These market attacks are part of the wider arrangements of post-industrial capitalism. Profit is no longer based predominantly on production but on consumption and debt. This applies as much to individuals (neoliberalism treats us as consumers who must borrow and spend ceaselessly) as to states. Capital accumulation through extraction of interest and rent must be externally controlled, since the loan contract, unlike its labour counterpart, does not automatically create the conditions for its reproduction or enforcement. This is the case with the Greek spreads, which continued rising even after Papandreou called in the IMF. The market pressure is a way to oblige debtors to accept the most extreme neoliberal recipes or go bust. "Debtors beware" is the message. "Destroy the welfare state or become the next Greece." It is not that different from protection rackets: if the shopkeeper challenges the terms, he is beaten up.
The IMF/EU measures start the final assault on the European welfare state, suiting the neoliberal ideology of privatisation, deregulation and transfer of capital and power from the public to the private.
The way beyond the public/private divide is to return to the idea of the "common". The postwar European social contract was based on social justice and solidarity. The common good or commonwealth is conditioned by the deep antagonism between the people (who are asked to bear the burden of economic restructuring) and the economic and political elites (who created the problem and profited from it). But at this time of peril, the common interest of the people in protecting the social contract is Ariadne's thread transcending class, sector and regional divisions. This pool of common sentiment can be mobilised for resistance against deeply unjust measures.

◆ **Task item A**
In the passage on market attacks and the European welfare state, what did the Greek spreads continue to do after Papandreou called in the IMF?
◆ **Task item B**
From the passage on market attacks and the European welfare state, write out the part that opens with "The IMF/EU measures" and closes with "deeply unjust measures.".

◆ **Supplied records**
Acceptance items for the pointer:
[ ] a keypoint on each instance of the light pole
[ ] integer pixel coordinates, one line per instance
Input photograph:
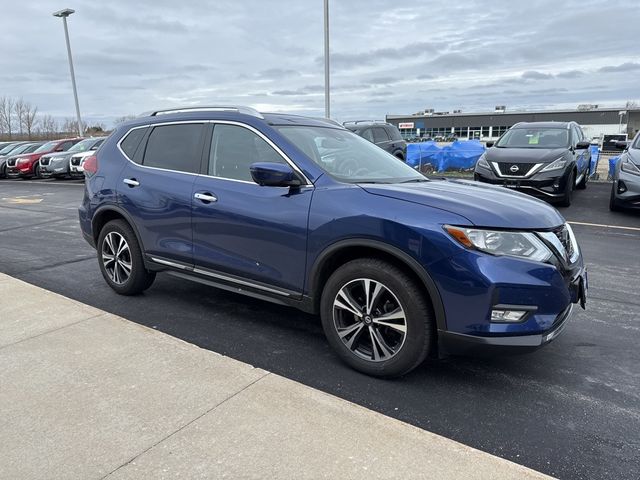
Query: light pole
(64, 14)
(327, 102)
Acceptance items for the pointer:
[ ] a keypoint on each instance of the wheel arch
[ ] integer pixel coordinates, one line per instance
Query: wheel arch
(105, 214)
(346, 250)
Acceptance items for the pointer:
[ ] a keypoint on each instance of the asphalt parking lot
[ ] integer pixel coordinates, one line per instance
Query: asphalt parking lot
(570, 410)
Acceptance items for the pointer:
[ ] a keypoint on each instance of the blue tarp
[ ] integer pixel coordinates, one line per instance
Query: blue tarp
(595, 156)
(457, 156)
(612, 165)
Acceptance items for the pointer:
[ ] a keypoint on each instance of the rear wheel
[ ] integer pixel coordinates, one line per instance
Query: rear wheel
(568, 190)
(120, 259)
(377, 318)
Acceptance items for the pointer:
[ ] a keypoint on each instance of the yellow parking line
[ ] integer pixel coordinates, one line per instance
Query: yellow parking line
(620, 227)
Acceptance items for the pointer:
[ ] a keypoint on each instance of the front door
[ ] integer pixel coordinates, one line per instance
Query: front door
(240, 228)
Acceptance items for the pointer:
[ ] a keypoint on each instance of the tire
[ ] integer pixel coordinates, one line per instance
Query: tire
(583, 183)
(568, 190)
(395, 353)
(137, 278)
(612, 199)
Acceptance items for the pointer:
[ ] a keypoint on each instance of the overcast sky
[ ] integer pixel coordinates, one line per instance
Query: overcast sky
(388, 56)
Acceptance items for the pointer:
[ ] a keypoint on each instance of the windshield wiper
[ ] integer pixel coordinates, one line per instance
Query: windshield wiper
(415, 180)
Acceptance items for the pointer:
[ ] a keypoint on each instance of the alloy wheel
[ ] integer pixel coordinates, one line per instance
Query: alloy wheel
(369, 320)
(116, 258)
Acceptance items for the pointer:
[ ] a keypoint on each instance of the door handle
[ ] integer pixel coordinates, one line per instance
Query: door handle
(132, 182)
(206, 197)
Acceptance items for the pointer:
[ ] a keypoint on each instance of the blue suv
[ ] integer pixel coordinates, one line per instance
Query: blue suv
(303, 212)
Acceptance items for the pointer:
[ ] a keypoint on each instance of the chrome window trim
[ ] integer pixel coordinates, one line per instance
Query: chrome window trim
(284, 156)
(531, 172)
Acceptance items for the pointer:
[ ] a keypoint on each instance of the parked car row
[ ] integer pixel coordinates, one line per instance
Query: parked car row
(56, 158)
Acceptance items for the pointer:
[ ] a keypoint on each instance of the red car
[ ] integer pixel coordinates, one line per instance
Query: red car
(27, 165)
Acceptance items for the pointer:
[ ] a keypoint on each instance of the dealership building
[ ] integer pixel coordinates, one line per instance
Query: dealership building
(595, 121)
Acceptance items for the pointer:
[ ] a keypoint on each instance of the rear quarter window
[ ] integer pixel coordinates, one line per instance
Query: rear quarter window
(131, 142)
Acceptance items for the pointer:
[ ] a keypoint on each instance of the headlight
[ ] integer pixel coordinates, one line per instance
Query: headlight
(514, 244)
(558, 164)
(482, 162)
(628, 166)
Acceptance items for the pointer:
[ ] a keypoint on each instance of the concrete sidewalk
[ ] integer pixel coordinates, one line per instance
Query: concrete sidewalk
(85, 394)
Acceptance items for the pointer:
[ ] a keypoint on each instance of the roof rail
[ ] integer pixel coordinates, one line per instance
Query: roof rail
(355, 122)
(220, 108)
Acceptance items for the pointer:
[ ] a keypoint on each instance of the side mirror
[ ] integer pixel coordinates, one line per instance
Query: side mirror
(268, 174)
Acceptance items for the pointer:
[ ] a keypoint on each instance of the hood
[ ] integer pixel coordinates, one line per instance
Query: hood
(56, 155)
(482, 204)
(524, 155)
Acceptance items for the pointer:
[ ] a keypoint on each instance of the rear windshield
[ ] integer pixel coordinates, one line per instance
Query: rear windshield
(535, 138)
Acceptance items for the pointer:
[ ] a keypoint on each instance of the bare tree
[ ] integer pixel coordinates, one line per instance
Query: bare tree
(70, 126)
(124, 118)
(48, 126)
(6, 115)
(29, 119)
(18, 110)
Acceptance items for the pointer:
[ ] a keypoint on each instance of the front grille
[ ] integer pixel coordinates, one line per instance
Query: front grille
(510, 169)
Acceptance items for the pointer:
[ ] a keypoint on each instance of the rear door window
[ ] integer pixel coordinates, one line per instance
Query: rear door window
(175, 147)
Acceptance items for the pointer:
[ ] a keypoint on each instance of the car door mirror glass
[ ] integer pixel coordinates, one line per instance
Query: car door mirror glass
(268, 174)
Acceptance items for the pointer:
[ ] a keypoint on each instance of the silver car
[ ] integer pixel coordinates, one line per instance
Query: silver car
(625, 191)
(57, 164)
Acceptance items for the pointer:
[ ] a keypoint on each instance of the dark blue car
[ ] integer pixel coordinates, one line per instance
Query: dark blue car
(305, 213)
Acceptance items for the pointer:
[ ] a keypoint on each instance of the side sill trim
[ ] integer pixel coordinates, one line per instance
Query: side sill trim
(219, 276)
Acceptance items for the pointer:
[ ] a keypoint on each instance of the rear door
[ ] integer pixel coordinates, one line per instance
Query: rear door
(156, 186)
(254, 233)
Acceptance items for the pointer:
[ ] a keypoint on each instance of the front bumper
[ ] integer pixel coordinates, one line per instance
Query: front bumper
(472, 284)
(545, 185)
(54, 168)
(627, 189)
(460, 343)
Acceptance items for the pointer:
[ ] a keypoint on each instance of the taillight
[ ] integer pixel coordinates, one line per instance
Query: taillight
(90, 165)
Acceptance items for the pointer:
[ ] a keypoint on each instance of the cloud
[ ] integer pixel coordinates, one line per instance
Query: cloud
(625, 67)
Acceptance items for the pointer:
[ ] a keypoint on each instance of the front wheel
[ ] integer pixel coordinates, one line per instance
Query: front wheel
(120, 259)
(377, 318)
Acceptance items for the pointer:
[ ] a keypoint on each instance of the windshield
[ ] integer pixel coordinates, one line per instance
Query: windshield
(47, 147)
(348, 157)
(535, 138)
(82, 146)
(8, 148)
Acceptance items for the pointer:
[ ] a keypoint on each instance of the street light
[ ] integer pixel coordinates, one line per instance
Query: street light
(327, 103)
(64, 14)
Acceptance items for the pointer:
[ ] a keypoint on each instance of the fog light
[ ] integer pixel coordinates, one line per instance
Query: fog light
(507, 315)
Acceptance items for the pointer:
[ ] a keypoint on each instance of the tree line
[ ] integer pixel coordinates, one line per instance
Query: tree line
(19, 120)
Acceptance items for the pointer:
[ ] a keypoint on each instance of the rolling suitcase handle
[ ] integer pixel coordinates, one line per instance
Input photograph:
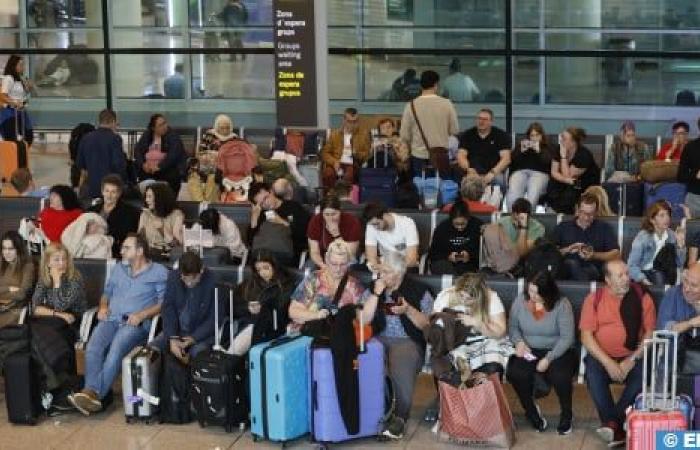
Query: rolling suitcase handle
(217, 337)
(670, 347)
(659, 341)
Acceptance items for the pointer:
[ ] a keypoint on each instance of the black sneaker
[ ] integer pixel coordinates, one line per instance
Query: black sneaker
(538, 422)
(394, 428)
(565, 427)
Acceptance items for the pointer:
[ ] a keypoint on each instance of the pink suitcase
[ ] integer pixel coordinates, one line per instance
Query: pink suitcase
(658, 412)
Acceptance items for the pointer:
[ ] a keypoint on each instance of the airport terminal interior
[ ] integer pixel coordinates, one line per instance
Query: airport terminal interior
(587, 63)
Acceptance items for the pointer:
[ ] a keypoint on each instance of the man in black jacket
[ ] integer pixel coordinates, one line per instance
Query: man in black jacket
(399, 321)
(689, 174)
(100, 153)
(121, 217)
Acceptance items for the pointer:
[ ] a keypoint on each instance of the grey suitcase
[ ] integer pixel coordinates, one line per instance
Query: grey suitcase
(140, 370)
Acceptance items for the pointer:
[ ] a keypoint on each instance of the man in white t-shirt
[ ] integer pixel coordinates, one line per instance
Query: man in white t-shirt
(389, 232)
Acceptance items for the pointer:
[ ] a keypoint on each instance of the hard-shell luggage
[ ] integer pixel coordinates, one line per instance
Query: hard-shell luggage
(279, 388)
(174, 388)
(378, 184)
(13, 155)
(22, 388)
(674, 193)
(328, 424)
(218, 391)
(661, 410)
(626, 199)
(140, 372)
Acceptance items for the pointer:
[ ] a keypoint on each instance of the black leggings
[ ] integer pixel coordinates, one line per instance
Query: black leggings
(521, 374)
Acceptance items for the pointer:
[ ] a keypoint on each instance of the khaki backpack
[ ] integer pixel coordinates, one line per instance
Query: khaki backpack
(498, 252)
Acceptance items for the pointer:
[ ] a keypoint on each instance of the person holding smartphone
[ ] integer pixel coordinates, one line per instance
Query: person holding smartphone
(586, 243)
(541, 326)
(454, 249)
(399, 323)
(188, 309)
(521, 228)
(262, 302)
(573, 170)
(530, 166)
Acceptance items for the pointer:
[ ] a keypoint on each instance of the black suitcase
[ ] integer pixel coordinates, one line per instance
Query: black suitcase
(219, 388)
(626, 199)
(22, 388)
(378, 184)
(175, 382)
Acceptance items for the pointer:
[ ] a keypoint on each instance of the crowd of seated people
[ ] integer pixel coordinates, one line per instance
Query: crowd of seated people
(536, 339)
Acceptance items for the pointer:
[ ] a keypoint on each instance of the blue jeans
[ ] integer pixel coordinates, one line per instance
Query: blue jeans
(108, 345)
(598, 382)
(529, 184)
(162, 344)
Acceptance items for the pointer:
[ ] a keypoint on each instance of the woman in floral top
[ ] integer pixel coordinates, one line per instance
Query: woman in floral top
(59, 302)
(313, 297)
(60, 291)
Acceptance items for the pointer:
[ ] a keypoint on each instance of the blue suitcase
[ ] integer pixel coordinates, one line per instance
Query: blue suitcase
(328, 424)
(674, 193)
(626, 199)
(378, 185)
(279, 388)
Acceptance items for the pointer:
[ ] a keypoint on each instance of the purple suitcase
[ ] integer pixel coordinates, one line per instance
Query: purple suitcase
(328, 425)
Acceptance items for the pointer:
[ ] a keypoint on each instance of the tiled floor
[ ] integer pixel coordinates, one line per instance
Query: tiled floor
(109, 431)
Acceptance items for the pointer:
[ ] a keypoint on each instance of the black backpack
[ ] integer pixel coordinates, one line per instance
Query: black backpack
(76, 135)
(544, 256)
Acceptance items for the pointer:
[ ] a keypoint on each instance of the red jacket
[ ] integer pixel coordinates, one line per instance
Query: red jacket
(54, 221)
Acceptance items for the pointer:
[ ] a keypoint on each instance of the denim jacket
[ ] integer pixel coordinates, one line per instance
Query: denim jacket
(643, 251)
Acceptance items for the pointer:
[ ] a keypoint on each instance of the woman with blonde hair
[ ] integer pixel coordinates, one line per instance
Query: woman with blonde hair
(86, 237)
(58, 303)
(485, 347)
(317, 296)
(657, 246)
(604, 209)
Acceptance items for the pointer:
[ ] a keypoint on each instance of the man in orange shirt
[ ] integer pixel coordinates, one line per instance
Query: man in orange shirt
(346, 151)
(615, 320)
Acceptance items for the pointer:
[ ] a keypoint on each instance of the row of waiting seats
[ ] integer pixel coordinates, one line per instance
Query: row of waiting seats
(263, 137)
(95, 273)
(626, 228)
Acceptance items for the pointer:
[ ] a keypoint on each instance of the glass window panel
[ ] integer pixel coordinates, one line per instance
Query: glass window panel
(450, 13)
(342, 37)
(211, 76)
(385, 77)
(65, 13)
(344, 12)
(252, 78)
(672, 14)
(9, 39)
(623, 41)
(65, 39)
(9, 14)
(68, 76)
(526, 80)
(151, 13)
(527, 40)
(139, 38)
(343, 76)
(632, 81)
(526, 13)
(209, 38)
(429, 38)
(223, 13)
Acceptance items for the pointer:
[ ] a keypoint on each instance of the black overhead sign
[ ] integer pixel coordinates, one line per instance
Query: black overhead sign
(295, 63)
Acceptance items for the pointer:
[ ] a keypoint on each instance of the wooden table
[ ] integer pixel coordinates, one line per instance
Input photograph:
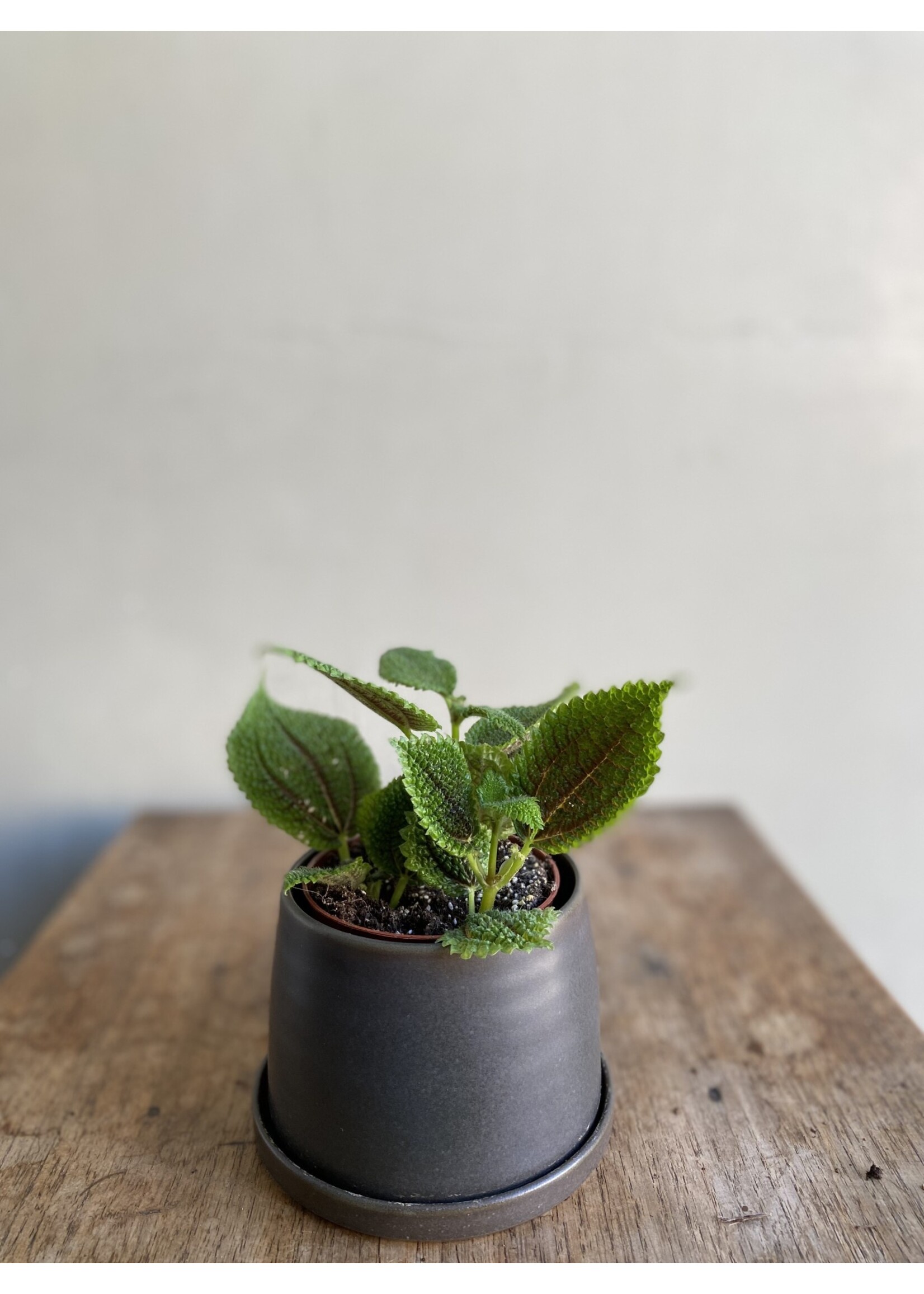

◆ **Your response A**
They continued rising.

◆ **Your response B**
The IMF/EU measures start the final assault on the European welfare state, suiting the neoliberal ideology of privatisation, deregulation and transfer of capital and power from the public to the private.
The way beyond the public/private divide is to return to the idea of the "common". The postwar European social contract was based on social justice and solidarity. The common good or commonwealth is conditioned by the deep antagonism between the people (who are asked to bear the burden of economic restructuring) and the economic and political elites (who created the problem and profited from it). But at this time of peril, the common interest of the people in protecting the social contract is Ariadne's thread transcending class, sector and regional divisions. This pool of common sentiment can be mobilised for resistance against deeply unjust measures.